§ Given problem
Rewrite the rows from the line containing "TARGET = white ceramic bowl" through the last row, swapping "cranberry" for "raspberry" and leaving everything else unchanged.

─── Input for this task

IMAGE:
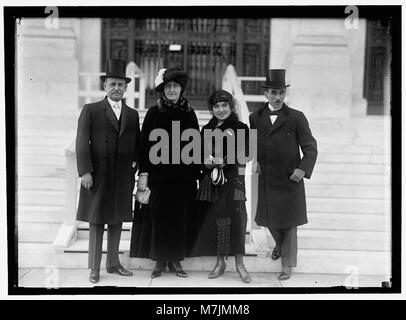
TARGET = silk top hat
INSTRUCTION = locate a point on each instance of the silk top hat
(275, 79)
(115, 69)
(171, 74)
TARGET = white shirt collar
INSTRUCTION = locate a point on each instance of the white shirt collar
(112, 103)
(271, 108)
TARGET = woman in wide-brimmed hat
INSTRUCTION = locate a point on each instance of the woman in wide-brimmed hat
(222, 190)
(160, 231)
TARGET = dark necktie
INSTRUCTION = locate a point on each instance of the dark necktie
(273, 113)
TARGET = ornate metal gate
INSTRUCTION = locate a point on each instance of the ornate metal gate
(377, 61)
(202, 47)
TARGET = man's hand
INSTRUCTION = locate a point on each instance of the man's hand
(87, 180)
(208, 162)
(218, 163)
(297, 175)
(142, 184)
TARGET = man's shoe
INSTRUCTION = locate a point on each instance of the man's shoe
(276, 253)
(176, 267)
(285, 274)
(94, 276)
(245, 277)
(217, 271)
(119, 270)
(158, 269)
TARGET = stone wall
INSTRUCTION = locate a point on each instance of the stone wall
(324, 62)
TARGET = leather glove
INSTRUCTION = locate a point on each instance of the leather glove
(87, 180)
(297, 175)
(142, 183)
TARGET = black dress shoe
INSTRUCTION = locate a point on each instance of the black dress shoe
(245, 277)
(176, 267)
(217, 272)
(276, 253)
(158, 269)
(119, 270)
(94, 276)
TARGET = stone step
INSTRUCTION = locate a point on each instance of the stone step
(43, 122)
(351, 149)
(37, 232)
(347, 222)
(37, 255)
(346, 205)
(352, 158)
(83, 231)
(45, 139)
(41, 198)
(348, 191)
(358, 179)
(336, 240)
(41, 183)
(44, 171)
(24, 150)
(54, 160)
(44, 214)
(345, 168)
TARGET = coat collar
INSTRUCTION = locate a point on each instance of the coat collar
(265, 121)
(112, 117)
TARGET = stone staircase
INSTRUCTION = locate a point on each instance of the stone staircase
(348, 201)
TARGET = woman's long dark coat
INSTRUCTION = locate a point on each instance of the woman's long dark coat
(226, 204)
(281, 202)
(161, 230)
(108, 151)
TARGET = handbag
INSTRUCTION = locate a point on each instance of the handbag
(205, 192)
(143, 196)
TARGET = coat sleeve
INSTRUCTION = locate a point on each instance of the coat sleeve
(307, 144)
(137, 141)
(144, 143)
(83, 142)
(195, 125)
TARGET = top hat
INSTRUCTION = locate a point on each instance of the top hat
(275, 79)
(171, 74)
(115, 69)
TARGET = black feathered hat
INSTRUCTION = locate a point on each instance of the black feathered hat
(115, 68)
(171, 74)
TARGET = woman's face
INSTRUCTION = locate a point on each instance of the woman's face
(172, 91)
(221, 110)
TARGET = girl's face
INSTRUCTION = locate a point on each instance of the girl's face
(221, 110)
(172, 91)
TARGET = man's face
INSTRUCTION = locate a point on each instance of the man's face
(172, 91)
(115, 88)
(221, 110)
(275, 96)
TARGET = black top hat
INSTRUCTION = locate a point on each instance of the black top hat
(115, 69)
(171, 74)
(275, 79)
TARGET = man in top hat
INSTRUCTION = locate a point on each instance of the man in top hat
(281, 132)
(106, 149)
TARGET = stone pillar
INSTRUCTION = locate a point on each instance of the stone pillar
(47, 75)
(320, 69)
(356, 39)
(318, 62)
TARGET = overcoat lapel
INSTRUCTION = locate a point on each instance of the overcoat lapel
(264, 120)
(124, 118)
(110, 114)
(280, 120)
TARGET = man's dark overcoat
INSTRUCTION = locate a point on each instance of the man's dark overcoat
(107, 148)
(281, 202)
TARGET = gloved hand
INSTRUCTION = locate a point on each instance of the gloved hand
(297, 175)
(142, 184)
(87, 180)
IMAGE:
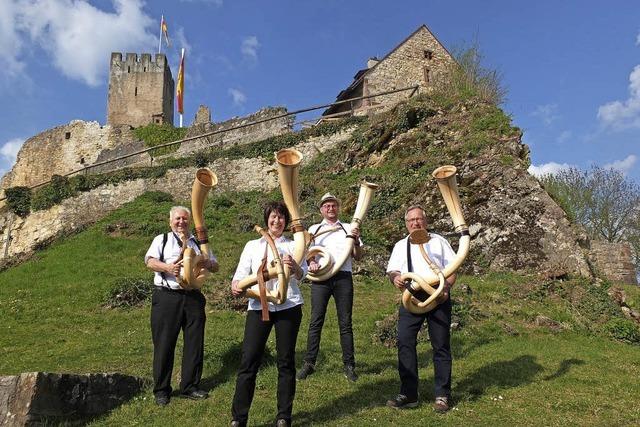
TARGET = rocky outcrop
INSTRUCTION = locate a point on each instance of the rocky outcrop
(40, 398)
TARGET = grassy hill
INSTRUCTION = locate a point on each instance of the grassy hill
(509, 367)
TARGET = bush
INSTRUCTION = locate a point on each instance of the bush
(154, 134)
(623, 330)
(19, 200)
(128, 292)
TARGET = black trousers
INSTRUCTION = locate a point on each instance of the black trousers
(172, 311)
(256, 333)
(340, 287)
(439, 324)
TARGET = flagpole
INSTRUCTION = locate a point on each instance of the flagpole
(182, 93)
(160, 38)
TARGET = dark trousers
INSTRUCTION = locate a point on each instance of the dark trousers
(256, 333)
(172, 311)
(340, 287)
(439, 324)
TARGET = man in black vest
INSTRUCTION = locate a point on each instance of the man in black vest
(406, 257)
(340, 286)
(173, 308)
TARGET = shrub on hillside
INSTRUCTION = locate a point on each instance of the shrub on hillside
(128, 292)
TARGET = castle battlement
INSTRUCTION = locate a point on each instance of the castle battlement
(141, 89)
(138, 64)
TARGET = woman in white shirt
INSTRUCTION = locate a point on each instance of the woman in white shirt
(285, 318)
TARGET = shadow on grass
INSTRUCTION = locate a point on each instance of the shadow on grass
(229, 364)
(366, 395)
(503, 374)
(564, 367)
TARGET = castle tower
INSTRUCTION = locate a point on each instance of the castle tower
(140, 90)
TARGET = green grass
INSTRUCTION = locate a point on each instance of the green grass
(507, 371)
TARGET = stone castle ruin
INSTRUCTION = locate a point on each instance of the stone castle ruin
(141, 92)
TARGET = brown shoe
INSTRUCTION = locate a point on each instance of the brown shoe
(441, 405)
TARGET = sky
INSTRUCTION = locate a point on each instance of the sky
(571, 68)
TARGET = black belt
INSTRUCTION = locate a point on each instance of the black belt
(176, 291)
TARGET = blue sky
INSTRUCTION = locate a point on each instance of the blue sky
(572, 68)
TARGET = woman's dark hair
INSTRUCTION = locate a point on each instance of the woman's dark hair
(279, 207)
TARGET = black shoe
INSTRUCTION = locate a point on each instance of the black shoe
(162, 400)
(350, 373)
(306, 370)
(195, 394)
(441, 404)
(402, 402)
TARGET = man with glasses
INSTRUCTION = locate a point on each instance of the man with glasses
(406, 257)
(340, 286)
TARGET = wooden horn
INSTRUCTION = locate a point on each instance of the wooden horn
(445, 176)
(194, 276)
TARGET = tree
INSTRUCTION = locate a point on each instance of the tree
(604, 201)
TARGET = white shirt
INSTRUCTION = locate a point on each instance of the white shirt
(250, 261)
(171, 253)
(438, 249)
(334, 242)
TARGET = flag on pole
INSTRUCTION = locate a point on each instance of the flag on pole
(165, 31)
(180, 85)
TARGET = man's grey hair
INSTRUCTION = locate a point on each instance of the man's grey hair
(175, 209)
(414, 207)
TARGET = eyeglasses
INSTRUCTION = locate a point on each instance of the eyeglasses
(418, 219)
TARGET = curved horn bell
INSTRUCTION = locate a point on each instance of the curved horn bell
(288, 162)
(446, 178)
(328, 266)
(193, 275)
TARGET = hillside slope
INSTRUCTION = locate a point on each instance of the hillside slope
(527, 352)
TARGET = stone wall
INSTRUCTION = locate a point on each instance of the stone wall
(614, 261)
(243, 135)
(40, 398)
(140, 90)
(41, 227)
(419, 61)
(63, 149)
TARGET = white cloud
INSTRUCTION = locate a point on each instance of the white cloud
(182, 40)
(9, 152)
(217, 3)
(564, 137)
(623, 165)
(624, 114)
(548, 113)
(550, 168)
(76, 35)
(10, 42)
(250, 47)
(239, 98)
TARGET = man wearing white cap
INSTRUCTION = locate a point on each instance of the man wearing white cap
(340, 286)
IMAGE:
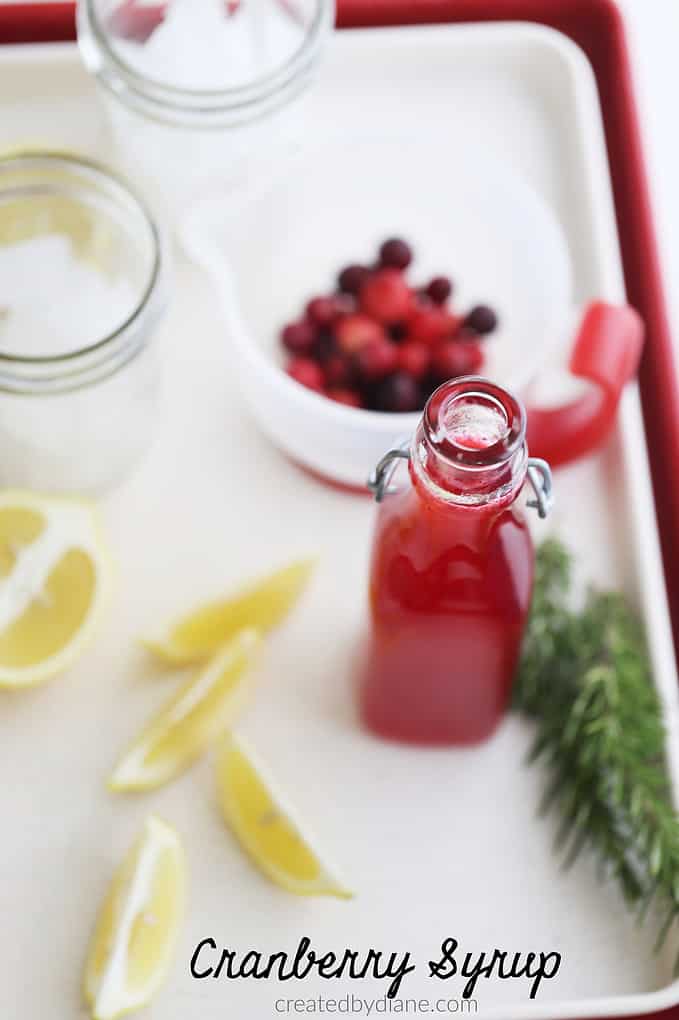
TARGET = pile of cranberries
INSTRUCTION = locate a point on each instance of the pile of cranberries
(381, 344)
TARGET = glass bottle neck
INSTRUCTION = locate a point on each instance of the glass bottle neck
(470, 447)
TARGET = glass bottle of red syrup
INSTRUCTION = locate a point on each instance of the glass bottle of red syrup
(452, 568)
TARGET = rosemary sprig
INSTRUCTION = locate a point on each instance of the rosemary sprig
(585, 680)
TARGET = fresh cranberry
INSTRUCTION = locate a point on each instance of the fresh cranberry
(431, 323)
(386, 297)
(396, 253)
(398, 332)
(309, 373)
(352, 278)
(374, 361)
(414, 359)
(439, 290)
(299, 338)
(453, 358)
(358, 330)
(322, 311)
(398, 393)
(343, 395)
(324, 347)
(337, 370)
(481, 319)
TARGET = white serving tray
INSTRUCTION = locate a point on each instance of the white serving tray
(437, 844)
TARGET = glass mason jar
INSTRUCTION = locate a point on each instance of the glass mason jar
(83, 286)
(191, 86)
(452, 569)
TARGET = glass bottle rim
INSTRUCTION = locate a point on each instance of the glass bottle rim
(164, 99)
(441, 428)
(465, 469)
(71, 369)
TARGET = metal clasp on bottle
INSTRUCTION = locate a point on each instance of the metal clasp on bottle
(538, 474)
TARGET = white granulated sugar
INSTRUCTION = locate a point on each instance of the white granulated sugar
(199, 46)
(53, 303)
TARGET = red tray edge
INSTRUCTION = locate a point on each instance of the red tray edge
(597, 27)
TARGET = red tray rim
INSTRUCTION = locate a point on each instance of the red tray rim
(597, 27)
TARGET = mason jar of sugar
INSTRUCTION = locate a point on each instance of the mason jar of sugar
(83, 286)
(194, 88)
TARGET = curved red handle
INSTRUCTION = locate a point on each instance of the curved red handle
(607, 352)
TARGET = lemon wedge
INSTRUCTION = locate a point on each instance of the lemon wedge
(198, 713)
(265, 828)
(54, 573)
(138, 924)
(262, 605)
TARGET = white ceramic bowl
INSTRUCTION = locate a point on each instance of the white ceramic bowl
(277, 243)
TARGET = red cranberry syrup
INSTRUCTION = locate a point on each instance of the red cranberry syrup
(452, 574)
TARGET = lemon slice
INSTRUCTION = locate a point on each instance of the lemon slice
(197, 714)
(262, 605)
(138, 924)
(53, 577)
(266, 829)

──────

§ Result of this task
TARGET = white ceramic bowl
INSTRUCTION = locate a point on each instance of the white ceramic bowl
(277, 243)
TARGET = red raspberry syrup
INSTRUCTION = locate a point on each instance of the red raspberry syrup
(452, 574)
TARGET = lemon slice
INSTRUCTION = locate a point on each instance of the lemon slice
(197, 714)
(262, 605)
(138, 924)
(53, 577)
(266, 829)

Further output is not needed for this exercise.